What you need to do :: The material below holds the lines to copy: from the one with "Can you see the boy" up to and including the one with "Can you see the grass". Copy them exactly and skip the pictures.

Data shown ::
*** Begin section ***

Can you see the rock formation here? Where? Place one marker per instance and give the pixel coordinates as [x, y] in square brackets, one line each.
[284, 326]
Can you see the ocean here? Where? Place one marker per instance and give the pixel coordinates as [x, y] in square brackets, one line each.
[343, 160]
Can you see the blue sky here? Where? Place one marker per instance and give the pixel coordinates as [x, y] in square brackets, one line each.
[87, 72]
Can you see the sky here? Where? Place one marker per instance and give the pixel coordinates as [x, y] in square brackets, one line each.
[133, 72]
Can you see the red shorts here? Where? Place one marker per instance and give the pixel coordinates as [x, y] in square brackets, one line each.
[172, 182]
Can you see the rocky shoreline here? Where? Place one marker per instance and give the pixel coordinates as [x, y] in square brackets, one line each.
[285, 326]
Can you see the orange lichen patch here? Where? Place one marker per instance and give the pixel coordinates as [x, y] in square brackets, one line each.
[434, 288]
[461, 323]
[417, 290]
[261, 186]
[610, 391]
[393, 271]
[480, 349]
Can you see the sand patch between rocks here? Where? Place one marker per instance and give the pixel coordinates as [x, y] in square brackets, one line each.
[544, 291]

*** End section ***
*** Begin section ***

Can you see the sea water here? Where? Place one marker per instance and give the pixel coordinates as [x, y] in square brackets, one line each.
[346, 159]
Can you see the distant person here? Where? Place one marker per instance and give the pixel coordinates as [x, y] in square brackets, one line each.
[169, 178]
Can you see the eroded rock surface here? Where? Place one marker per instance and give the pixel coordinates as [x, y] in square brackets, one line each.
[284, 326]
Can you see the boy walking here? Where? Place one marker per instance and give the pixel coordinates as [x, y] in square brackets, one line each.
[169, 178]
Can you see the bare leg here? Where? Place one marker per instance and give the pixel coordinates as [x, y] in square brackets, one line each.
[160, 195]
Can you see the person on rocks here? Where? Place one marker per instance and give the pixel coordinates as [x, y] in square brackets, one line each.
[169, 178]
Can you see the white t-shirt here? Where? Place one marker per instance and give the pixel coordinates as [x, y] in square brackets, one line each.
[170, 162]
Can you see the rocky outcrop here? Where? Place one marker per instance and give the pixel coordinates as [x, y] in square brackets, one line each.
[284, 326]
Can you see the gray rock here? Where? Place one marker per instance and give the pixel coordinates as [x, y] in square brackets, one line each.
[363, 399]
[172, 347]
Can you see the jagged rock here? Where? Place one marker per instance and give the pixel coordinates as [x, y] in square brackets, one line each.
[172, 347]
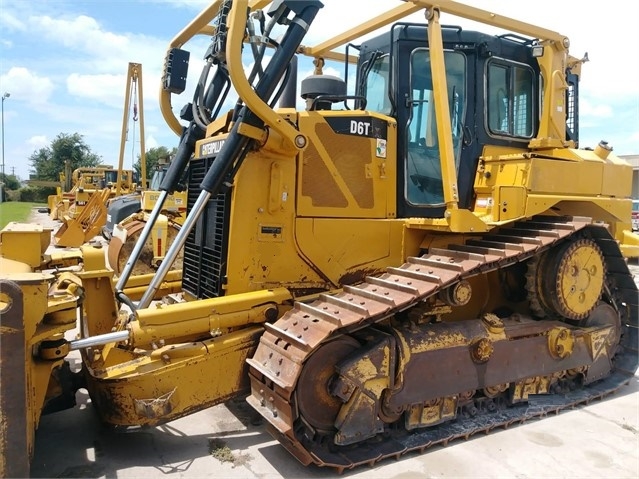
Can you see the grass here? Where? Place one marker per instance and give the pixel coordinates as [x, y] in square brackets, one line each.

*** End section ***

Result for this task ::
Can you see the boy walking here? Where? Place one marker per instance and give the pixel coordinates as [x, y] in square brackets, one line each.
[169, 178]
Can you see the bare leg here? Where? Place one marker per instance and give the pixel coordinates as [x, y] in square brackets, one line each.
[160, 195]
Can you see the person on rocks here? Where? Place one marker per instance and give the pixel coordinates as [x, y] in square brackets, one line each.
[169, 178]
Can you see the white t-shirt here? Where? Place one marker per instance and give the pixel coordinates as [x, y] in square brackets, one line each.
[170, 162]
Can you see the rocky outcrop here? Where? Place one marker per instance and give the pixel coordinates as [x, y] in square brackets, one line each.
[284, 326]
Can you see the gray rock here? Where? Place one marker per instance and give the pixel coordinates as [x, y] in square brackets, one line each.
[363, 399]
[172, 347]
Can you see the jagged rock here? Where? Place one marker per instance and give the pixel coordinates as [x, y] in square brackets, one line each.
[172, 347]
Can you see the grass here? Where? Place one marker per instance and give the pixel coordinates as [x, y] in square brackets, one line each.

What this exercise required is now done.